### GOAL OF THE EXERCISE:
Could you count the lines in the entries beneath that hold the word "bill"? Respond with the number alone.

[Source records]

▼

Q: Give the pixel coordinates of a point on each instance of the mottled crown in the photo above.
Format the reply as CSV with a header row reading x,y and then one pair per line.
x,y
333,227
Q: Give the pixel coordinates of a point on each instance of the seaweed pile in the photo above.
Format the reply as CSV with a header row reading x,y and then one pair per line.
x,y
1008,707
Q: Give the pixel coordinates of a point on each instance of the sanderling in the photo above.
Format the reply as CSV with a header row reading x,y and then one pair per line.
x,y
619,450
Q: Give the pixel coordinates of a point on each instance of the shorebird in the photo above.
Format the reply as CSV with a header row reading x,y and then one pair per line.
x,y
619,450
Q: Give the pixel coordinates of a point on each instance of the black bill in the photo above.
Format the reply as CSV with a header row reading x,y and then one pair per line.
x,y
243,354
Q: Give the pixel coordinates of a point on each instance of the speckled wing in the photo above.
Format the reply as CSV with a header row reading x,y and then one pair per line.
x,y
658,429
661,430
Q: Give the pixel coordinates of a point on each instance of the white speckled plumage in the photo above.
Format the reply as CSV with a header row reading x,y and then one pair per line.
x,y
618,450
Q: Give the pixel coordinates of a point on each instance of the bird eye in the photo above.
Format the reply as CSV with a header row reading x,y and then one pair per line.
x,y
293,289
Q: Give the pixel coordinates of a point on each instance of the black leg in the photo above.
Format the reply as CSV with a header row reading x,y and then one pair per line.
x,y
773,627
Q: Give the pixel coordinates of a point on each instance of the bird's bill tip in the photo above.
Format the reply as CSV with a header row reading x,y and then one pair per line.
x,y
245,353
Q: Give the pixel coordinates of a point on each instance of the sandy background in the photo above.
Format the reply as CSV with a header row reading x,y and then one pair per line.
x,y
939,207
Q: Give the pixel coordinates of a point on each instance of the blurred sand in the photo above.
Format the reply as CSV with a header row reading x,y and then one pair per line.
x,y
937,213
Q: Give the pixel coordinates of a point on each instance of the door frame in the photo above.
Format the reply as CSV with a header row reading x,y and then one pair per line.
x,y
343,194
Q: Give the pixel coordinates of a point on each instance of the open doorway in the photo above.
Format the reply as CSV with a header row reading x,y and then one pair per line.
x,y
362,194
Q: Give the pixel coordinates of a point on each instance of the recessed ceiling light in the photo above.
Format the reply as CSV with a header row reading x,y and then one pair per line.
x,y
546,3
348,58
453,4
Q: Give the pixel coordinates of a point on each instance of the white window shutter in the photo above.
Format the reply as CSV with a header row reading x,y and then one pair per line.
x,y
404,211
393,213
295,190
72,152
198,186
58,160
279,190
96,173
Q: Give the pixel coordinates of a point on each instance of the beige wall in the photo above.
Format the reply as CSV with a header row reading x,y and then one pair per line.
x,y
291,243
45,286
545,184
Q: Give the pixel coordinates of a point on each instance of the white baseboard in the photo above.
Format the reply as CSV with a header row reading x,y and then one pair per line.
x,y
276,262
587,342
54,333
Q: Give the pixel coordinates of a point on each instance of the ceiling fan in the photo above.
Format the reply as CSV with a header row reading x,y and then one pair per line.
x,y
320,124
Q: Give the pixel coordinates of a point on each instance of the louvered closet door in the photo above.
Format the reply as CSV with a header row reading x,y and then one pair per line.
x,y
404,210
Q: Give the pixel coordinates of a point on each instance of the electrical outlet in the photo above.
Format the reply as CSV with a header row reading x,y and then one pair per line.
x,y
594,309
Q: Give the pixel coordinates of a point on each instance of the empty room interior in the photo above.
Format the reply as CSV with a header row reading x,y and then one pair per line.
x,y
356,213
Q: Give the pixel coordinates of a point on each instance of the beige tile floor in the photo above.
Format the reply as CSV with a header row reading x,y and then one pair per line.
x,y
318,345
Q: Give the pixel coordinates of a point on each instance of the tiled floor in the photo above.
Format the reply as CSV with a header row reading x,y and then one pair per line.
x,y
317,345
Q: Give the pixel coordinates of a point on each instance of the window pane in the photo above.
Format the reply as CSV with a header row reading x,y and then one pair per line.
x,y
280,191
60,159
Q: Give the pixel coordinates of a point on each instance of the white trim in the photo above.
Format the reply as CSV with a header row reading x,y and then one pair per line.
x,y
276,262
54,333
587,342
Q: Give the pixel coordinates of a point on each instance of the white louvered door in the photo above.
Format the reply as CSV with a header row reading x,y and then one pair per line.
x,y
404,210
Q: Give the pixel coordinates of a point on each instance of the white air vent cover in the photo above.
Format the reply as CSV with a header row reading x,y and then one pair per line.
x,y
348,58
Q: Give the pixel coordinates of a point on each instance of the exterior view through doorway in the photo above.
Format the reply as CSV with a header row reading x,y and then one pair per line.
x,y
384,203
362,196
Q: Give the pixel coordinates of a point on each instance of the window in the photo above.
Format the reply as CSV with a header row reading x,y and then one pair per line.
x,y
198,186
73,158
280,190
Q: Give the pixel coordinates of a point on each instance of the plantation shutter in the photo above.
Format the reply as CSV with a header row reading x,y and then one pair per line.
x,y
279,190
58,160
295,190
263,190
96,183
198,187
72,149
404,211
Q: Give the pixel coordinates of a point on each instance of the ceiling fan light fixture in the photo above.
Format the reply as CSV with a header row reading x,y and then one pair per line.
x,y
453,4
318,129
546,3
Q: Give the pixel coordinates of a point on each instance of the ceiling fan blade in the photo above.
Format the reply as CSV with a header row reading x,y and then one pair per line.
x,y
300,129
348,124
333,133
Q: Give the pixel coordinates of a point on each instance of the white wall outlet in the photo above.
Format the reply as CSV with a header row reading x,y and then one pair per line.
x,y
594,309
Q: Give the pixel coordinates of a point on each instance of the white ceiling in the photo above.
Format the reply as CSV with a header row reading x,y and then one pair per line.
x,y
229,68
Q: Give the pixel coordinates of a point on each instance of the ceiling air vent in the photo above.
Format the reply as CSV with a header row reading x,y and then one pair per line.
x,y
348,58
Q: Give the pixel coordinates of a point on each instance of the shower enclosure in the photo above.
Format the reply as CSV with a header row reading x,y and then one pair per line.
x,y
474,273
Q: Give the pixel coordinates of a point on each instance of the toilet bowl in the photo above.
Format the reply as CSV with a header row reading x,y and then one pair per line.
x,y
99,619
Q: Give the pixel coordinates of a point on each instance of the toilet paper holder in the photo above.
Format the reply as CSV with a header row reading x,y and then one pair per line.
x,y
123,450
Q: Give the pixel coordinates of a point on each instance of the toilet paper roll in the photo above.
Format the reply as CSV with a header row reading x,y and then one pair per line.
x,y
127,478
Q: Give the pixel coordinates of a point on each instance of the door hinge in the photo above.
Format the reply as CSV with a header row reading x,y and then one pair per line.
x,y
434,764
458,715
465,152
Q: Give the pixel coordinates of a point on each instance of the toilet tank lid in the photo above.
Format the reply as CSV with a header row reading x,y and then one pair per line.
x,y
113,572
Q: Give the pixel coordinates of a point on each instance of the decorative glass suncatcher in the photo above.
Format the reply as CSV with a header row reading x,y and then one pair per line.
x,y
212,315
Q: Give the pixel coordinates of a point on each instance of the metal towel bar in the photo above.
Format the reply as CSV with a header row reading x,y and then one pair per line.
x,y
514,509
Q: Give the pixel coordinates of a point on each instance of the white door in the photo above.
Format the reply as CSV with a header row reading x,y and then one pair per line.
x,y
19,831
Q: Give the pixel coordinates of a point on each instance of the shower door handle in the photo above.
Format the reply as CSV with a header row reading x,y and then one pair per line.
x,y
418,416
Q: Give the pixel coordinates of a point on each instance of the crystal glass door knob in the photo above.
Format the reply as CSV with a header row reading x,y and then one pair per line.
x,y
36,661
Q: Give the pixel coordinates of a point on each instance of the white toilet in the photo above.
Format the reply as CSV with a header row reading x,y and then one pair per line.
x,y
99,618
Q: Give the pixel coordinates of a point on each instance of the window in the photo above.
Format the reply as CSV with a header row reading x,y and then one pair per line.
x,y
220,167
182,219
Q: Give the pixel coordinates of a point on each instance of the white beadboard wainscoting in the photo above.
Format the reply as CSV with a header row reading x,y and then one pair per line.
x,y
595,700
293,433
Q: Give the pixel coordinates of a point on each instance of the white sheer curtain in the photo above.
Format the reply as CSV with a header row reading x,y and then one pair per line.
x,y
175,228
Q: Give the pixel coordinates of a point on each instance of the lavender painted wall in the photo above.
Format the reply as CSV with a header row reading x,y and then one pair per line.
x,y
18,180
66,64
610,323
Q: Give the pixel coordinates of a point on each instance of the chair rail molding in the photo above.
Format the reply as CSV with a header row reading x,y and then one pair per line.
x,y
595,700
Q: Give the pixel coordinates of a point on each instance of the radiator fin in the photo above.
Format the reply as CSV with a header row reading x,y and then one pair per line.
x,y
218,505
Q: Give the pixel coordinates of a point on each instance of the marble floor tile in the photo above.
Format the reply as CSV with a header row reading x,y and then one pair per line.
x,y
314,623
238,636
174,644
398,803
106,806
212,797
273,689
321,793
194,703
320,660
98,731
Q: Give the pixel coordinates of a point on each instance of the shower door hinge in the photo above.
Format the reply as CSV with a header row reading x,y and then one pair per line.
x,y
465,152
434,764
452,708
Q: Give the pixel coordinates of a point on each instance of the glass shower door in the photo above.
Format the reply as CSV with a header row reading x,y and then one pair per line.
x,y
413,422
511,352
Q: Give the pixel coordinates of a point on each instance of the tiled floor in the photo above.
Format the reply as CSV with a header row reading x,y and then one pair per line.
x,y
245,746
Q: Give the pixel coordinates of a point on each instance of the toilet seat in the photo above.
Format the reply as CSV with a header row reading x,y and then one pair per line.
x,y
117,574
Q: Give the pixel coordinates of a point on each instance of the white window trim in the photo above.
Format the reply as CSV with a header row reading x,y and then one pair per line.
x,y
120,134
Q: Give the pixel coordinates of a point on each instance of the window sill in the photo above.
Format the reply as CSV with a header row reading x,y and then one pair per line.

▲

### FINISHED EXERCISE:
2